* **The request**
From the passage on Confucianism below, copy everything from "The father is" down to "the same time.", word for word.

* **Text**
==*==

Fixated as it was on the status quo (what was once right and good must always be so), the empire’s inability to understand history as a dynamic process, and its narrow-minded abhorrence for trade, science and technology made it easy prey for Western colonialism.
Rituals
The social model of Confucianism is based on strict rules, rituals and hierarchies in which the individual counts for nothing but in exchange can feel himself or herself supported by a comprehensive system of reciprocal duties and responsibilities. Every word, every gesture is part of a ritual, i.e. of “correct behavior”. There are rituals for honoring one’s parents, rituals for behavior towards close or distant relatives, strangers or friends, those older or younger, superiors or inferiors, rituals for expressing joy, anger or grief, rituals for eating and even for sleeping. Ritual emphasizes and perpetuates the unshakable order of things and the eternally constant harmony of all relationships.
The father is an example for the son as the teacher is for the pupil and the emperor for his people, and as the family is the model for the village, so the village is the model for the state – and vice versa.
History
Confucianism arrived in the country before the present era with the Chinese conquerors, and the Vietnamese received it with open arms as a “civilizing development” of ancestor worship on the one hand, and on the other identified it inseparably with Chinese supremacy and repression. When Buddhism came to Vietnam in the second century of the Christian era, it therefore quickly won followers as a secret “protest movement”. After independence in the 10th century the first Vietnamese imperial dynasties consequently declared Buddhism to be the state religion, but for reasons of state held fast to Confucianism as the organizing principle of the family and the nation at the same time.

==*==

* **Object location annotation records**

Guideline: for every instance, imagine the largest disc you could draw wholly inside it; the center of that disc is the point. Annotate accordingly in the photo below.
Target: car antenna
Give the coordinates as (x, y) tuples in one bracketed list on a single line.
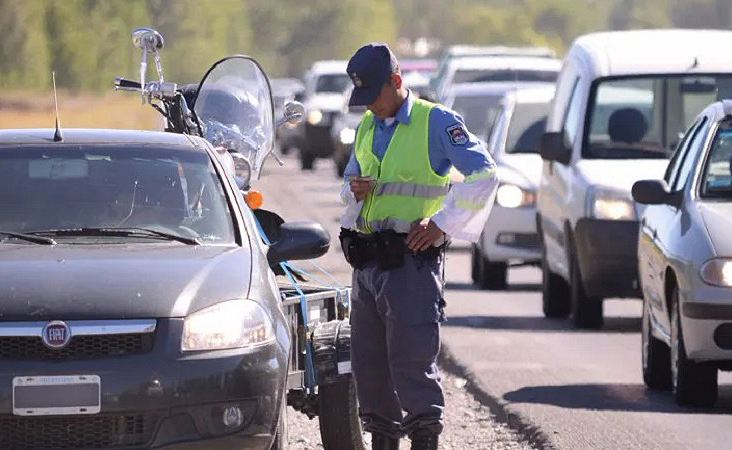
[(57, 137)]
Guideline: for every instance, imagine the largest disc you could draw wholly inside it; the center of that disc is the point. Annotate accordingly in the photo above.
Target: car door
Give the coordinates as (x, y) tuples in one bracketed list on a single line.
[(668, 226), (650, 260), (557, 180)]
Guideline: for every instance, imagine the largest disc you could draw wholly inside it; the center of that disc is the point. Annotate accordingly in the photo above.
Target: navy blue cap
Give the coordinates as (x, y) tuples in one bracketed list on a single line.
[(370, 68)]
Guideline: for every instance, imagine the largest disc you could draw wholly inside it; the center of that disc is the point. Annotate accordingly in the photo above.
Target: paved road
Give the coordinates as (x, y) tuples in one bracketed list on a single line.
[(576, 390)]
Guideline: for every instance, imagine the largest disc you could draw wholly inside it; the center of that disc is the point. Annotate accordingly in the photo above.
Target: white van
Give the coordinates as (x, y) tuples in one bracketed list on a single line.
[(623, 101)]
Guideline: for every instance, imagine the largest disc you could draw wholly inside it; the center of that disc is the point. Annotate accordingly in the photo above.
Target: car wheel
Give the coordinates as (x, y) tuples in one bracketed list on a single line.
[(692, 383), (554, 291), (307, 160), (340, 424), (656, 356), (280, 442), (586, 310)]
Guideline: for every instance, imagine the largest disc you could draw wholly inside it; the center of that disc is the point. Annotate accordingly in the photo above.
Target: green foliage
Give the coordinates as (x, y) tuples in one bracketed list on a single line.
[(87, 42)]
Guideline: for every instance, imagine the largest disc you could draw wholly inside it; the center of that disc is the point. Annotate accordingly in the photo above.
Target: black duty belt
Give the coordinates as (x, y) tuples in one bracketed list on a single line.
[(387, 248)]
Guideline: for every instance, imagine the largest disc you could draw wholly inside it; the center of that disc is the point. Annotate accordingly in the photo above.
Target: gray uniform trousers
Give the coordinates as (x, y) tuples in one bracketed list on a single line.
[(395, 339)]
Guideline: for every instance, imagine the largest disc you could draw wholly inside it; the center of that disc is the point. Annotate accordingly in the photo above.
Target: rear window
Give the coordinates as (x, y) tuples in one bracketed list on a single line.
[(717, 176), (645, 117), (488, 75), (478, 111), (528, 122), (332, 83), (97, 186)]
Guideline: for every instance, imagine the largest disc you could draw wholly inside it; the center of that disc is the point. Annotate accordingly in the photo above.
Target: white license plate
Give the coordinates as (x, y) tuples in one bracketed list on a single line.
[(56, 395)]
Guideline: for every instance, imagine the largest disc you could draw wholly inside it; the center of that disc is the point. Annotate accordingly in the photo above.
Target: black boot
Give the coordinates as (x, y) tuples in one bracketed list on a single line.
[(422, 440), (382, 442)]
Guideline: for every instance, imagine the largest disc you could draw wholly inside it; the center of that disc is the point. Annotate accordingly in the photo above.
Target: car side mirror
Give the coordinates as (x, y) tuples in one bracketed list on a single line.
[(552, 148), (655, 192), (298, 240)]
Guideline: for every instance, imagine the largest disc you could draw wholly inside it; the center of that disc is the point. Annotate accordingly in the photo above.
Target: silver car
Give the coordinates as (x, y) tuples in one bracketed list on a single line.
[(685, 262)]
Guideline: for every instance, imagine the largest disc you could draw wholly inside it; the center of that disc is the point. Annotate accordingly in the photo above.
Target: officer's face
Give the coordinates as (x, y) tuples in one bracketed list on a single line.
[(389, 101)]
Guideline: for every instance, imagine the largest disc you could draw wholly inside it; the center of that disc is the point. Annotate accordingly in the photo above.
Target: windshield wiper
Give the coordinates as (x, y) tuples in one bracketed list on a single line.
[(119, 231), (29, 237)]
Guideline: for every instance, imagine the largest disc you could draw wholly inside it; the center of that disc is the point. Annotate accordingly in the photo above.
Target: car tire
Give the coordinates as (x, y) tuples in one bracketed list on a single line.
[(280, 442), (586, 310), (340, 424), (692, 383), (554, 291), (307, 160), (655, 355)]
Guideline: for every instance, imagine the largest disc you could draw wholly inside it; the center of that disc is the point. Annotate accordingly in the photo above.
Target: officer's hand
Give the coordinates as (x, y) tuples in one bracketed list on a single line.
[(423, 234), (360, 188)]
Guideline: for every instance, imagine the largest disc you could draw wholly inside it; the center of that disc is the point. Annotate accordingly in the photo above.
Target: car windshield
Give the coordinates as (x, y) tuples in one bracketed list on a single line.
[(486, 75), (717, 178), (332, 83), (63, 187), (645, 117), (478, 111), (526, 127)]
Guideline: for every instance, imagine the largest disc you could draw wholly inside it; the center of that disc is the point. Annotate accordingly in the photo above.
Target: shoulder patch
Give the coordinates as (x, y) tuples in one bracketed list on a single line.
[(458, 135)]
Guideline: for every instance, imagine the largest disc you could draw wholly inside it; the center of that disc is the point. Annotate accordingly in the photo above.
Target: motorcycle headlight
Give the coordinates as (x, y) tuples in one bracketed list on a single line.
[(315, 117), (348, 136), (512, 196), (612, 206), (227, 325), (717, 272)]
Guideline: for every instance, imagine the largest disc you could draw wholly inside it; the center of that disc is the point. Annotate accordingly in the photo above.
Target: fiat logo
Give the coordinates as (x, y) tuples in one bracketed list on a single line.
[(56, 334)]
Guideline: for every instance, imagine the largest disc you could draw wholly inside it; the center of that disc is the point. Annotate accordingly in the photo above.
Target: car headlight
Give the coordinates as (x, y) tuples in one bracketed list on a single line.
[(512, 196), (348, 136), (226, 325), (717, 272), (612, 206), (315, 117)]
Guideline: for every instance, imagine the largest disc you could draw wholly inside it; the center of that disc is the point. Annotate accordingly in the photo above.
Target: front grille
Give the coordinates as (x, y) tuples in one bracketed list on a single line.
[(28, 348), (75, 431)]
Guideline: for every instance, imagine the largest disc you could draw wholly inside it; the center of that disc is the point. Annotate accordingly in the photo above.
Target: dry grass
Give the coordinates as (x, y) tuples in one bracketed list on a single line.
[(122, 110)]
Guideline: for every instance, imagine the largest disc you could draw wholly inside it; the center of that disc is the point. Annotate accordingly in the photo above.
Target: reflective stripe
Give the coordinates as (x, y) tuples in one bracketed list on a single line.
[(482, 175), (400, 226), (462, 204), (411, 190)]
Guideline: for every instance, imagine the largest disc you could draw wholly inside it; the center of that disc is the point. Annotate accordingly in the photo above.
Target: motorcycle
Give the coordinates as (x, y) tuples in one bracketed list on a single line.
[(232, 108)]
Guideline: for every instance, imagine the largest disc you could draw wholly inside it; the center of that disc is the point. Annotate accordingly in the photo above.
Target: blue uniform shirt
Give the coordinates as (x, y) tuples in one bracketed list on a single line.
[(449, 142)]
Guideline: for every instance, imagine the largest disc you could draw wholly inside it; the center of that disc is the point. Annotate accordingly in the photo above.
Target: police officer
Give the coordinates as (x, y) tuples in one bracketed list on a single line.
[(400, 213)]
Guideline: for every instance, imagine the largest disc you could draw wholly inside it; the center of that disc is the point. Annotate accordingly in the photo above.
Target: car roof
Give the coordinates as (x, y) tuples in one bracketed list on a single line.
[(96, 136), (617, 53), (492, 87), (506, 62), (329, 66), (534, 94)]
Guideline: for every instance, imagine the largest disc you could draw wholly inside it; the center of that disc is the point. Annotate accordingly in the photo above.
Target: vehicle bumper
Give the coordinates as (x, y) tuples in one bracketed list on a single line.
[(608, 257), (160, 398), (318, 141), (510, 234)]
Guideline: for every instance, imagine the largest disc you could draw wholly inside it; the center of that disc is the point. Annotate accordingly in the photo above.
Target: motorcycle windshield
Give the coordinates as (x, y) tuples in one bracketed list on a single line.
[(234, 108)]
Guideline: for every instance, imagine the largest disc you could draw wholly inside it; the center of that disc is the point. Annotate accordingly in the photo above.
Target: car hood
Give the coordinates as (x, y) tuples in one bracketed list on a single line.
[(325, 102), (620, 174), (114, 281), (717, 218), (523, 169)]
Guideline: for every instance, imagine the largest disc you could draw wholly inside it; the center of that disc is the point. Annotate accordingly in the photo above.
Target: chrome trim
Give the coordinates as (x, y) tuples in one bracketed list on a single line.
[(80, 327)]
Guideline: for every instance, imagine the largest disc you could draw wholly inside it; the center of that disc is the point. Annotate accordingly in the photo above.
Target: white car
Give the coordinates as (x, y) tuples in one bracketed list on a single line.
[(685, 261), (325, 84), (509, 236), (482, 69), (623, 100)]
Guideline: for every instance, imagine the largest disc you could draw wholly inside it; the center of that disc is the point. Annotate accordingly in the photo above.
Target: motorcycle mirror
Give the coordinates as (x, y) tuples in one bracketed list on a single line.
[(293, 113), (147, 39)]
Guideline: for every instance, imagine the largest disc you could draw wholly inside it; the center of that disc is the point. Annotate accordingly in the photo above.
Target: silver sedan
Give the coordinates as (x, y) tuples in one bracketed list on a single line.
[(685, 262)]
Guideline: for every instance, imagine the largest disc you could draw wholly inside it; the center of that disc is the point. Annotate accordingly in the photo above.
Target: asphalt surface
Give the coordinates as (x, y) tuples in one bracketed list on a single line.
[(555, 387)]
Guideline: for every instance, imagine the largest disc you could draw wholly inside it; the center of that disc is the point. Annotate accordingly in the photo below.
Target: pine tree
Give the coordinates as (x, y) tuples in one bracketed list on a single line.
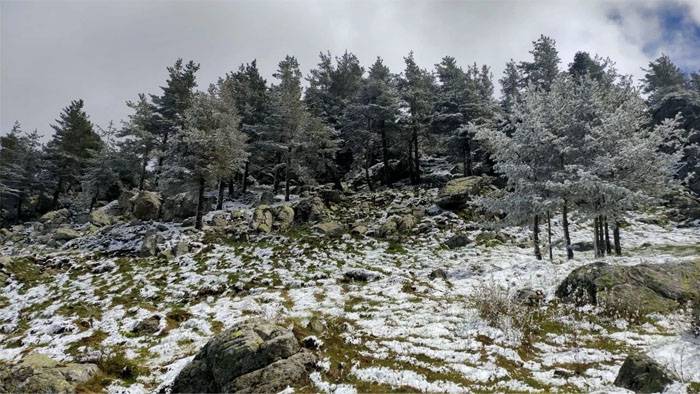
[(73, 145), (171, 105), (248, 92), (140, 136), (209, 148), (19, 167), (417, 90), (510, 86), (671, 93), (286, 120), (544, 66), (370, 120), (102, 170)]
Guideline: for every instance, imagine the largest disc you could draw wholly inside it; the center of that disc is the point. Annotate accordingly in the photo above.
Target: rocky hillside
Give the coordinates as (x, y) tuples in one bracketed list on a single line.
[(398, 290)]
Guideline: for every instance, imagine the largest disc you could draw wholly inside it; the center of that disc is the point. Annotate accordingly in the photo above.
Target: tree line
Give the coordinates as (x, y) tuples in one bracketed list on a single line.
[(579, 139)]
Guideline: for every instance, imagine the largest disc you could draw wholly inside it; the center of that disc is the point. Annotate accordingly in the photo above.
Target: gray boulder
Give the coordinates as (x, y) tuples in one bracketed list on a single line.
[(65, 234), (641, 374), (101, 217), (149, 325), (284, 217), (254, 356), (262, 219), (330, 229), (457, 241), (55, 218), (37, 373), (146, 205), (310, 210), (645, 288), (457, 192)]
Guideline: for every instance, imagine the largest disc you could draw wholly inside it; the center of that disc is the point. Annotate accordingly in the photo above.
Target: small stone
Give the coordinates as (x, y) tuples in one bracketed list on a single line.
[(359, 275), (641, 374), (65, 234), (150, 325), (438, 273), (311, 343), (457, 241), (330, 229)]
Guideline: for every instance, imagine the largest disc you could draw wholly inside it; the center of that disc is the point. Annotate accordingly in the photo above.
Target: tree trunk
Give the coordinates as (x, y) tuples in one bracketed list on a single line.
[(19, 208), (56, 194), (231, 188), (601, 234), (468, 156), (411, 171), (220, 197), (286, 175), (608, 248), (596, 237), (565, 225), (93, 200), (244, 184), (142, 177), (616, 238), (200, 205), (161, 158), (549, 235), (385, 158), (415, 155), (536, 237)]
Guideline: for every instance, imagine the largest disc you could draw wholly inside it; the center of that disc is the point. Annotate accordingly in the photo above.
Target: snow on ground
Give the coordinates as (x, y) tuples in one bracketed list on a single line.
[(403, 331)]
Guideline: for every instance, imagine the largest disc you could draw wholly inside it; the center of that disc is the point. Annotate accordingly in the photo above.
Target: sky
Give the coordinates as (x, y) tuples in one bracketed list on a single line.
[(106, 52)]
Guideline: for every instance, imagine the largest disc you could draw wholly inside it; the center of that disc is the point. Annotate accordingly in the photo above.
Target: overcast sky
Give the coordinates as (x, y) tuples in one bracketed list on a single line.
[(106, 52)]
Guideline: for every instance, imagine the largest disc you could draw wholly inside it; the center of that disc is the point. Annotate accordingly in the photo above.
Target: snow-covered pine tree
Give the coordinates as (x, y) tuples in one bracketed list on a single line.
[(369, 122), (73, 144), (249, 92), (417, 89), (19, 168), (139, 136), (101, 172), (209, 148), (171, 105)]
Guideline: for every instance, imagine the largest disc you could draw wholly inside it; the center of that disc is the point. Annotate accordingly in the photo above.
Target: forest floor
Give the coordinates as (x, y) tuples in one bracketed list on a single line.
[(399, 331)]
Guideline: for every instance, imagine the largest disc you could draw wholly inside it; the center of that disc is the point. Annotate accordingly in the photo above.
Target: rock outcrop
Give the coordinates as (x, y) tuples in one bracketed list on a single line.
[(252, 357), (37, 373), (641, 374), (459, 191), (146, 205), (643, 288)]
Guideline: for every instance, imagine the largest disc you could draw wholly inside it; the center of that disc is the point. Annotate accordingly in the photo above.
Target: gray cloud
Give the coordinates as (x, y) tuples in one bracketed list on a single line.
[(107, 52)]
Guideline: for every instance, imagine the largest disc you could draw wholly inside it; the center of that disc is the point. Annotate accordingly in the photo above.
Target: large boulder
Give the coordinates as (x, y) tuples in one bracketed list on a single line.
[(65, 234), (262, 219), (641, 374), (284, 217), (101, 217), (459, 191), (37, 373), (146, 205), (330, 229), (182, 206), (254, 356), (310, 210), (639, 289), (55, 218)]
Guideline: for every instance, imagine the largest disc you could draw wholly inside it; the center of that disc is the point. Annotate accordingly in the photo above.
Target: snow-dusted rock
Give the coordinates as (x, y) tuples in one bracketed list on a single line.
[(254, 356), (641, 374)]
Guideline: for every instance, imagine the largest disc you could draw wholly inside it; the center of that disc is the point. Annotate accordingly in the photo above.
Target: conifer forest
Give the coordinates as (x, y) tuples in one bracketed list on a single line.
[(349, 226)]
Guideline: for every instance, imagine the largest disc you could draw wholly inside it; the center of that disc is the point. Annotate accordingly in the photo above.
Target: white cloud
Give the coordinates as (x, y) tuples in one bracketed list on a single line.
[(107, 52)]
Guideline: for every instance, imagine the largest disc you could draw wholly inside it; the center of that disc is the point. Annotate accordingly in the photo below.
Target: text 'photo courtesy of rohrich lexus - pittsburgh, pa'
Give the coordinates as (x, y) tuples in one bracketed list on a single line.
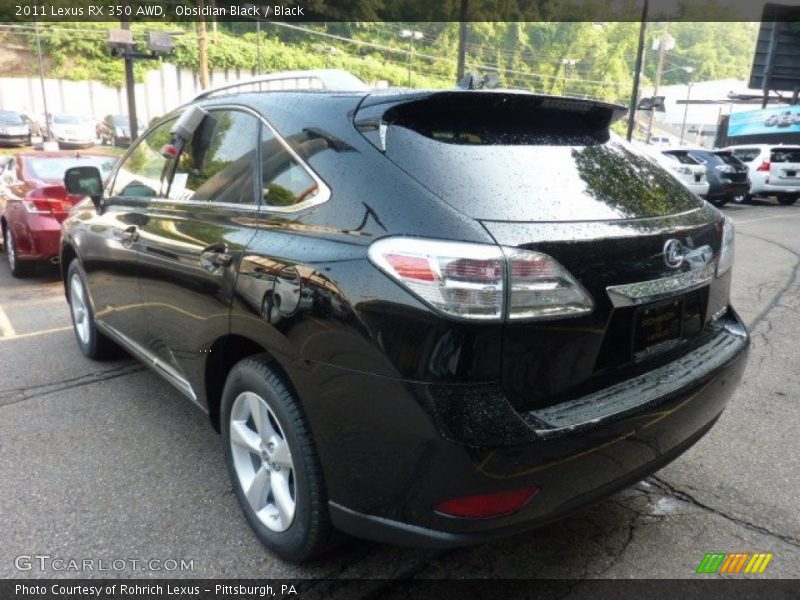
[(427, 318)]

==*==

* **Exercise result**
The father is an example for the son as the teacher is for the pupil and the emperor for his people, and as the family is the model for the village, so the village is the model for the state – and vice versa.
History
Confucianism arrived in the country before the present era with the Chinese conquerors, and the Vietnamese received it with open arms as a “civilizing development” of ancestor worship on the one hand, and on the other identified it inseparably with Chinese supremacy and repression. When Buddhism came to Vietnam in the second century of the Christian era, it therefore quickly won followers as a secret “protest movement”. After independence in the 10th century the first Vietnamese imperial dynasties consequently declared Buddhism to be the state religion, but for reasons of state held fast to Confucianism as the organizing principle of the family and the nation at the same time.